Data excerpts:
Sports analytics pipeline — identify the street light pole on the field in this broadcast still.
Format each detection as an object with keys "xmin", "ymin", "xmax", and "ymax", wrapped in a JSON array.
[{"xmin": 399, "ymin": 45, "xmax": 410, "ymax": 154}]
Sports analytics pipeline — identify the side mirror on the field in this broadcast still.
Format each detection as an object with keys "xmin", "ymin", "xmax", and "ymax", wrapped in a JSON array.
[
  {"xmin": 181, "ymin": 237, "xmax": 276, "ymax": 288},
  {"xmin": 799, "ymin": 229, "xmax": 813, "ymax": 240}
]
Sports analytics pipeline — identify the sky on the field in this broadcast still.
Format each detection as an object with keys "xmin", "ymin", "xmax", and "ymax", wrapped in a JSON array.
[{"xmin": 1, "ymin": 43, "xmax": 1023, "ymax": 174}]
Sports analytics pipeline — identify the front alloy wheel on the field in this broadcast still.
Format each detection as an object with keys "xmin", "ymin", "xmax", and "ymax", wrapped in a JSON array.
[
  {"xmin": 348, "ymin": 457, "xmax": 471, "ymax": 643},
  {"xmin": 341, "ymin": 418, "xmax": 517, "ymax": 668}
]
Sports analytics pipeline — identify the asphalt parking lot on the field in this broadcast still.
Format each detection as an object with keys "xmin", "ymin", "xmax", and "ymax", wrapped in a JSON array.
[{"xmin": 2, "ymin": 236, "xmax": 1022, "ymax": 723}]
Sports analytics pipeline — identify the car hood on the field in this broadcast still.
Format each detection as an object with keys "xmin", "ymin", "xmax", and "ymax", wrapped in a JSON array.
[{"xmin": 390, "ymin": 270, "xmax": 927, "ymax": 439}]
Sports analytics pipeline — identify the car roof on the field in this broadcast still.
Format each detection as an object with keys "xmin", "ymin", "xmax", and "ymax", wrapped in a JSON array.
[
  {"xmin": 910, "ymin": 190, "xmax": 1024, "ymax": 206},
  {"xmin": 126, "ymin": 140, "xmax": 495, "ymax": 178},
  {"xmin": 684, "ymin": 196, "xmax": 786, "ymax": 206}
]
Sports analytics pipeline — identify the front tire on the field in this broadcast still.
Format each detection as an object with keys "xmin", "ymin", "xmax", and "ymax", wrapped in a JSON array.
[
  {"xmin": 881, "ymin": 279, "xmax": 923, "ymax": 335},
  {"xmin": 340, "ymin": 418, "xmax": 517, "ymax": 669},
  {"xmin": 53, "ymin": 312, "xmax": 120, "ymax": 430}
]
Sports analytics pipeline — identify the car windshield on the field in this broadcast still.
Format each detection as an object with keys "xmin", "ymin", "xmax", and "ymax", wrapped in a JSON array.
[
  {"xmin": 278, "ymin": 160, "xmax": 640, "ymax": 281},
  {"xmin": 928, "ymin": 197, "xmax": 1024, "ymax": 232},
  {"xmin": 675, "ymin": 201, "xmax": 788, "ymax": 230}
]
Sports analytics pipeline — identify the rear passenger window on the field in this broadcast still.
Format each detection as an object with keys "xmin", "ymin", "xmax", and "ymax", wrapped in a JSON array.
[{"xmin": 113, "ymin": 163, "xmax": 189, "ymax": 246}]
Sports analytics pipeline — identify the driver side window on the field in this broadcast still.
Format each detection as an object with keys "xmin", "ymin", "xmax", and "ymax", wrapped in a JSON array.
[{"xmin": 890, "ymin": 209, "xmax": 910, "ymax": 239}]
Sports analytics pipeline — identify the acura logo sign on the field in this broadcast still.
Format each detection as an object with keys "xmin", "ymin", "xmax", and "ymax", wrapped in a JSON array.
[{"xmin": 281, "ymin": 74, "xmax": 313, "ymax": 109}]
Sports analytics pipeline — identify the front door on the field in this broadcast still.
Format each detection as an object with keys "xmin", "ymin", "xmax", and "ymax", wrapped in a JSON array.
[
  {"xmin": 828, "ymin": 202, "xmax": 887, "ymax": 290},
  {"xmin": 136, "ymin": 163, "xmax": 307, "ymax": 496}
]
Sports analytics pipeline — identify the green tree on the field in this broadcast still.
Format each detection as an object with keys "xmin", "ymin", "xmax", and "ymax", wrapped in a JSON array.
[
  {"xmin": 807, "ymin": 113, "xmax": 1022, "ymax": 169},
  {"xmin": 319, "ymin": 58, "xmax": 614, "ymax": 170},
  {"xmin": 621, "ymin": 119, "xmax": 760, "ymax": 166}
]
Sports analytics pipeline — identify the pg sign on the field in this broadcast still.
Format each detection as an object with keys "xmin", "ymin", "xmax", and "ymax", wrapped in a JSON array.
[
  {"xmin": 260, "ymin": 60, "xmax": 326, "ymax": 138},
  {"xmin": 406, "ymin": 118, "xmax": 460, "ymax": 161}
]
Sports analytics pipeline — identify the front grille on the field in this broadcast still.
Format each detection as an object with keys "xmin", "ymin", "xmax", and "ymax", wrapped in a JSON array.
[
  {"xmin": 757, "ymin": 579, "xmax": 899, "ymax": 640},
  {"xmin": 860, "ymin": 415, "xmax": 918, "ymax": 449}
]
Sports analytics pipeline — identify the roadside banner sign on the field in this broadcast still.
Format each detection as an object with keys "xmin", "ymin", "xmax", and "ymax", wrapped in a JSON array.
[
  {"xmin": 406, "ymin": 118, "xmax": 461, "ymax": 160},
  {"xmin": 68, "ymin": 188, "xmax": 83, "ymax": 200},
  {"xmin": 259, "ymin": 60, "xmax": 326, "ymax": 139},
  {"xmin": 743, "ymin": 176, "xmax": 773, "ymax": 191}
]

**Problem to work on:**
The records above are to be output in full and without error.

**Result of this task:**
Sports analytics pipeline — identify the street light pole on the field in this broadcast still.
Format each detection as an object with keys "xmin", "ymin", "xmax", and "ymax", wrapped in a JSON array.
[{"xmin": 399, "ymin": 45, "xmax": 410, "ymax": 154}]
Sports analytics pipeline — identify the side mirror on the field in this broadcast still.
Format each detection as an object with keys "xmin", "ymin", "xmax", and "ymax", wrapped in a JSON array.
[
  {"xmin": 181, "ymin": 237, "xmax": 276, "ymax": 288},
  {"xmin": 799, "ymin": 229, "xmax": 813, "ymax": 240}
]
Sports analytics pipeline — identify the sky on the field in this broadcast still.
Format each detection as an object with keys "xmin", "ymin", "xmax", and "ymax", wrapped in a JSON array.
[{"xmin": 1, "ymin": 43, "xmax": 1023, "ymax": 174}]
Sports analytics pipeline — identify the front alloy wheel on the field in this broadcast still.
Format each detection as an object with keys "xmin", "ymin", "xmax", and "ymax", wrapped in a JSON array.
[
  {"xmin": 348, "ymin": 457, "xmax": 471, "ymax": 643},
  {"xmin": 341, "ymin": 418, "xmax": 517, "ymax": 668}
]
Sports analytics pipeline — identify the asphalt parking lot on the field in this broadcast still.
Format each detection as an object with keys "xmin", "ymin", "xmax", and "ymax", wrapped in a JSON array.
[{"xmin": 2, "ymin": 236, "xmax": 1022, "ymax": 723}]
Sports analytics pipeline — identify the car hood on the field in this broadcast still.
Format each detection as an object with keys "xmin", "ymin", "xmax", and "ymax", wrapped in a JSON array.
[{"xmin": 390, "ymin": 270, "xmax": 927, "ymax": 439}]
Sports analytics pipeline — identify the car roof on the field in this broadcast still.
Format each detection as an object with keys "xmin", "ymin", "xmax", and "ymax", wrapped in a JSON array.
[
  {"xmin": 910, "ymin": 190, "xmax": 1024, "ymax": 206},
  {"xmin": 126, "ymin": 140, "xmax": 495, "ymax": 178},
  {"xmin": 684, "ymin": 196, "xmax": 786, "ymax": 206}
]
Sports analytics pipeline — identify the front tire on the field in this broadcast still.
Format each detection as an object with keys "xmin", "ymin", "xmax", and "ymax", wrapped in a JSON array.
[
  {"xmin": 881, "ymin": 279, "xmax": 923, "ymax": 335},
  {"xmin": 340, "ymin": 418, "xmax": 517, "ymax": 669},
  {"xmin": 53, "ymin": 312, "xmax": 120, "ymax": 430}
]
Sports analytics pipeline — identify the car windshield on the field in this broadcast still.
Format each detection as an object with keys "xmin", "ymin", "xmax", and "ymax", wrapped in a JSON array.
[
  {"xmin": 278, "ymin": 160, "xmax": 640, "ymax": 281},
  {"xmin": 928, "ymin": 197, "xmax": 1024, "ymax": 232},
  {"xmin": 675, "ymin": 201, "xmax": 788, "ymax": 230}
]
Sports analytics pipeline — identify the rear passenger window on the field in this broadcast still.
Format each detection as an object with keys "xmin", "ymin", "xmax", and "ymax", wrapped in a JSON array.
[{"xmin": 113, "ymin": 163, "xmax": 189, "ymax": 246}]
Sports analytics pipeline — identify the driver side window on the field in this broadcast still.
Format each detection as an object with keys "xmin", "ymin", "xmax", and "ymax", wrapped in a JSON array.
[{"xmin": 890, "ymin": 209, "xmax": 910, "ymax": 239}]
Sports analytics pipeline — identify the acura logo sign on the field in this broadcast still.
Format each detection as an object with keys "xmin", "ymin", "xmax", and "ymax", wrapped in a JSON array.
[{"xmin": 281, "ymin": 74, "xmax": 313, "ymax": 109}]
Sports analytics pipeline — identify the front door on the field in this broadcast still.
Format each detection as an object with keys "xmin", "ymin", "xmax", and "ymax", wrapped in a JSON array.
[
  {"xmin": 828, "ymin": 202, "xmax": 887, "ymax": 290},
  {"xmin": 136, "ymin": 163, "xmax": 307, "ymax": 496}
]
Sports analytics pipeline — identify the green tree on the field in this broadcast still.
Format each detection as an object with keys "xmin", "ymin", "xmax", and "ymax", wrapped in a JSON array.
[
  {"xmin": 807, "ymin": 113, "xmax": 1022, "ymax": 169},
  {"xmin": 319, "ymin": 58, "xmax": 614, "ymax": 170},
  {"xmin": 621, "ymin": 119, "xmax": 760, "ymax": 166}
]
Sports analytics pipeline — identify the pg sign on the field in this broadcast still.
Format each detection as an object with keys "xmin", "ymin", "xmax", and "ymax", wrapped in a JSON array.
[
  {"xmin": 260, "ymin": 60, "xmax": 326, "ymax": 138},
  {"xmin": 406, "ymin": 118, "xmax": 460, "ymax": 161}
]
Sports analytics pipeline — identify the front grille on the field in this broadcast still.
Format each detection as an object with keys "xmin", "ymin", "xmax", and "ymax", wrapped in a JSON array.
[
  {"xmin": 757, "ymin": 579, "xmax": 899, "ymax": 640},
  {"xmin": 860, "ymin": 415, "xmax": 918, "ymax": 449}
]
Sports analytics pipeline — identify the roadside banner sign on the field in this broadcast still.
Format each detection as an object with keys "xmin", "ymin", "xmax", and "ymax", wrapped in a JSON array.
[
  {"xmin": 406, "ymin": 118, "xmax": 461, "ymax": 160},
  {"xmin": 68, "ymin": 188, "xmax": 83, "ymax": 200},
  {"xmin": 259, "ymin": 60, "xmax": 326, "ymax": 139},
  {"xmin": 743, "ymin": 176, "xmax": 773, "ymax": 191}
]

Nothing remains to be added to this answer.